__Stored entries__.
▬▬▬▬▬▬

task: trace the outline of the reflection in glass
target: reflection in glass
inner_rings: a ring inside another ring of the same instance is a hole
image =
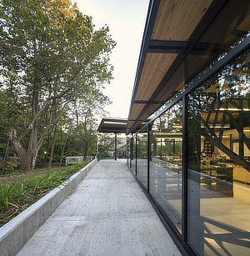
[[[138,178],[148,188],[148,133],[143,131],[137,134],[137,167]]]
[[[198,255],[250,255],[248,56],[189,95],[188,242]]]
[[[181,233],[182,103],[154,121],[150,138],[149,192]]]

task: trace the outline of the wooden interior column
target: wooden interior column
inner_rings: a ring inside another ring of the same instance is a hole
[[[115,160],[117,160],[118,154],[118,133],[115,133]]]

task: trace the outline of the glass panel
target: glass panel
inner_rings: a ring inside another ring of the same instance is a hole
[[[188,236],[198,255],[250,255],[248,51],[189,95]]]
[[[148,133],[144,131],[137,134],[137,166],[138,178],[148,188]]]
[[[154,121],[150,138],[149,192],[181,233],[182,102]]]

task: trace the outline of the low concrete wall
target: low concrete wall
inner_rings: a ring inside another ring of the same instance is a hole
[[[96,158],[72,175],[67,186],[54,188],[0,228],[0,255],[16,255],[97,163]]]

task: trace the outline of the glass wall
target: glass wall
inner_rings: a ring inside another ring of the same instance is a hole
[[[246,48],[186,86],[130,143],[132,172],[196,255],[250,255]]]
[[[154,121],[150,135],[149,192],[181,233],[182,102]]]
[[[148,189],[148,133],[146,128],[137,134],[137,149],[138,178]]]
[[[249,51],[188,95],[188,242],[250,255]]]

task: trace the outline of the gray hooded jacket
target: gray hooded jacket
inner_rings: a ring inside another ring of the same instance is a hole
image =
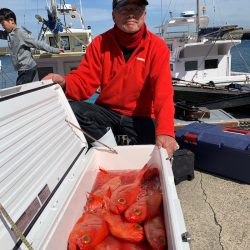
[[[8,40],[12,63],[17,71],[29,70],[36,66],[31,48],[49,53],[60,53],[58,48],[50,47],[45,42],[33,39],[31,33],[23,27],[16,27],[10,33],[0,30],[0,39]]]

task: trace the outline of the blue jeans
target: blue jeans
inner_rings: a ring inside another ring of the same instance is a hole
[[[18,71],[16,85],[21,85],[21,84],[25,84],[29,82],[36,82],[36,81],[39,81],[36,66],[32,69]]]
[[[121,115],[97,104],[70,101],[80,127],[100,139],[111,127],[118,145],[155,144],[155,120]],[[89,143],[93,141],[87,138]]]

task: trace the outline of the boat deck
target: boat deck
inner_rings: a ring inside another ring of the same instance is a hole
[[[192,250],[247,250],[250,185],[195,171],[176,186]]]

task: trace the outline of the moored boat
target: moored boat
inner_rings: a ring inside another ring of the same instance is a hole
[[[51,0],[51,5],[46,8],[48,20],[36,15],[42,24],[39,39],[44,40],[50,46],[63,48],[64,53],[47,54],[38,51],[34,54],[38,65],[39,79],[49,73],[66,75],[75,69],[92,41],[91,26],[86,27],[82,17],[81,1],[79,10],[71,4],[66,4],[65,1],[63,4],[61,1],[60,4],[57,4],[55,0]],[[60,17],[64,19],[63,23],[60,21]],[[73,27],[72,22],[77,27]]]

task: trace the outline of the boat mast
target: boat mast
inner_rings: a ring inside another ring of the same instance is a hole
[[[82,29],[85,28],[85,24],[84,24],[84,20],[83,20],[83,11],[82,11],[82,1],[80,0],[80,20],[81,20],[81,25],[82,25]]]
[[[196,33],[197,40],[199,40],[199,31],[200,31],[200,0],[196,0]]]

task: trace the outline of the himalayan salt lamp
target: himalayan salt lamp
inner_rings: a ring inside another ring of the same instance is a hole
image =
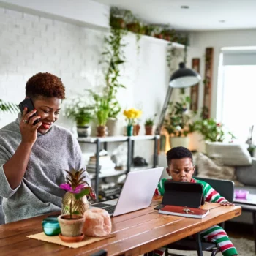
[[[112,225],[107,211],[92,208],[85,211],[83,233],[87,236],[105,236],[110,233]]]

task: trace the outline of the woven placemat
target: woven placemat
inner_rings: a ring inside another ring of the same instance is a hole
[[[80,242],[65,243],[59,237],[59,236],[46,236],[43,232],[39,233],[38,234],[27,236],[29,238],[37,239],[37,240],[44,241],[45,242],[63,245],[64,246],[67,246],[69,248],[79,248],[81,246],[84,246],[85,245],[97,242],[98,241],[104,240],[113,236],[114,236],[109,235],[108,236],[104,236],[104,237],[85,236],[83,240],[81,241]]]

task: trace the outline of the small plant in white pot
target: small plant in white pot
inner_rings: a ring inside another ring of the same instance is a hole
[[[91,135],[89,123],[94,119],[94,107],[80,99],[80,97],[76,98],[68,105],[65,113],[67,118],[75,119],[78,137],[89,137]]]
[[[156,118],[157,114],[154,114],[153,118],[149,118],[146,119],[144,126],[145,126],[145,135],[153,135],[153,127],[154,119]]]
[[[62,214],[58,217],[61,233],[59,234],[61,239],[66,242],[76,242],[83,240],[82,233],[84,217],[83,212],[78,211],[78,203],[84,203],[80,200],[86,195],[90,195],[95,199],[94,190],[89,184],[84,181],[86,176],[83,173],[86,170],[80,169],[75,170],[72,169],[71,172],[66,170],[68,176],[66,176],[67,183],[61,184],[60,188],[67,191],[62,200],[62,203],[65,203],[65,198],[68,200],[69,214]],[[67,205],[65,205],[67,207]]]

▬▬▬▬▬▬

__Task brief__. Swap every "trace the outline" in the records above for "draw the boundary", keep everything else unchanged, and write out all the records again without the pictures.

__Answer to the exercise__.
task: draw the boundary of the reflection in glass
target: reflection in glass
inner_rings: a ring inside another ring of the same instance is a hole
image =
[[[138,178],[148,188],[148,133],[143,131],[137,134],[137,167]]]
[[[198,255],[250,255],[248,56],[189,95],[188,242]]]
[[[181,233],[182,103],[154,121],[150,138],[149,192]]]

task: draw the boundary of the wooden interior column
target: wooden interior column
inner_rings: a ring inside another ring of the same instance is a hole
[[[115,160],[117,160],[118,154],[118,133],[115,133]]]

task: draw the boundary of the glass panel
target: glass panel
inner_rings: a ring inside another ring of the same instance is a hole
[[[188,236],[198,255],[250,255],[248,51],[189,95]]]
[[[148,133],[144,131],[137,134],[137,166],[138,178],[148,188]]]
[[[154,121],[150,138],[149,192],[181,233],[182,102]]]

task: draw the boundary of the low concrete wall
target: low concrete wall
inner_rings: a ring inside another ring of the same instance is a hole
[[[96,158],[72,175],[67,186],[54,188],[0,228],[0,255],[16,255],[97,163]]]

task: draw the boundary of the glass wall
target: glass wall
inner_rings: a ring inside another ring of the same instance is a hole
[[[246,48],[186,86],[130,143],[132,172],[196,255],[250,255]]]
[[[154,121],[150,135],[149,192],[181,233],[182,102]]]
[[[148,189],[148,133],[146,128],[137,134],[137,149],[138,178]]]
[[[249,51],[188,95],[188,242],[250,255]]]

task: draw the boundary of the gray hooded jacket
target: gray hooded jacket
inner_rings: a ring inside another ring of the same instance is a hole
image =
[[[8,40],[12,63],[17,71],[29,70],[36,66],[31,48],[49,53],[60,53],[58,48],[50,47],[45,42],[33,39],[31,33],[23,27],[16,27],[10,33],[0,30],[0,39]]]

task: draw the boundary of the blue jeans
target: blue jeans
inner_rings: a ring inside another ring of the same instance is a hole
[[[18,71],[16,85],[21,85],[21,84],[25,84],[29,82],[36,82],[36,81],[39,81],[36,66],[32,69]]]
[[[121,115],[97,104],[70,101],[80,127],[100,139],[111,127],[118,145],[155,144],[155,120]],[[89,143],[93,141],[87,138]]]

task: draw the boundary of the boat deck
target: boat deck
inner_rings: a ring inside another ring of the same instance is a hole
[[[192,250],[247,250],[250,185],[195,171],[176,186]]]

task: draw the boundary of the moored boat
target: moored boat
inner_rings: a ring inside another ring of the same instance is a hole
[[[51,0],[51,5],[46,8],[48,20],[36,15],[42,24],[39,39],[44,40],[50,46],[63,48],[64,53],[47,54],[38,51],[34,54],[38,65],[39,79],[49,73],[66,75],[75,69],[92,41],[91,26],[86,27],[82,17],[81,1],[79,10],[71,4],[66,4],[65,1],[63,4],[61,1],[60,4],[57,4],[55,0]],[[60,17],[64,19],[63,23],[60,21]],[[73,27],[72,22],[77,27]]]

task: draw the boundary of the boat mast
target: boat mast
inner_rings: a ring inside another ring of the same instance is a hole
[[[82,29],[85,28],[85,24],[84,24],[84,20],[83,20],[83,11],[82,11],[82,1],[80,0],[80,20],[81,20],[81,25],[82,25]]]
[[[196,33],[197,40],[199,40],[199,31],[200,31],[200,0],[196,0]]]

task: draw the boundary of the himalayan salt lamp
target: himalayan salt lamp
inner_rings: a ring inside another ring of the same instance is a hole
image =
[[[112,225],[107,211],[92,208],[85,211],[83,233],[87,236],[105,236],[110,233]]]

task: draw the boundary of the woven placemat
target: woven placemat
inner_rings: a ring inside another ring of the same instance is a hole
[[[80,242],[65,243],[59,237],[59,236],[46,236],[43,232],[39,233],[38,234],[27,236],[29,238],[37,239],[37,240],[44,241],[45,242],[63,245],[64,246],[67,246],[69,248],[79,248],[81,246],[84,246],[85,245],[97,242],[98,241],[104,240],[113,236],[114,236],[109,235],[108,236],[104,236],[104,237],[85,236],[83,240],[81,241]]]

task: draw the boundary of the small plant in white pot
target: small plant in white pot
inner_rings: a ring inside another ring of the same instance is a hole
[[[91,135],[89,123],[94,119],[94,107],[80,99],[80,97],[76,98],[68,105],[65,113],[67,118],[75,119],[78,137],[89,137]]]
[[[156,118],[157,114],[154,114],[153,118],[149,118],[146,119],[144,126],[145,126],[145,135],[153,135],[153,127],[154,119]]]
[[[62,214],[58,217],[61,233],[59,234],[61,239],[66,242],[76,242],[83,240],[82,233],[84,217],[83,212],[78,211],[78,203],[84,203],[80,200],[86,195],[90,195],[95,199],[94,190],[89,184],[84,181],[86,176],[83,173],[86,170],[80,169],[75,170],[72,169],[71,172],[66,170],[68,176],[66,176],[67,183],[61,184],[60,188],[67,191],[62,200],[62,203],[65,203],[65,198],[68,200],[69,214]],[[67,205],[65,205],[67,207]]]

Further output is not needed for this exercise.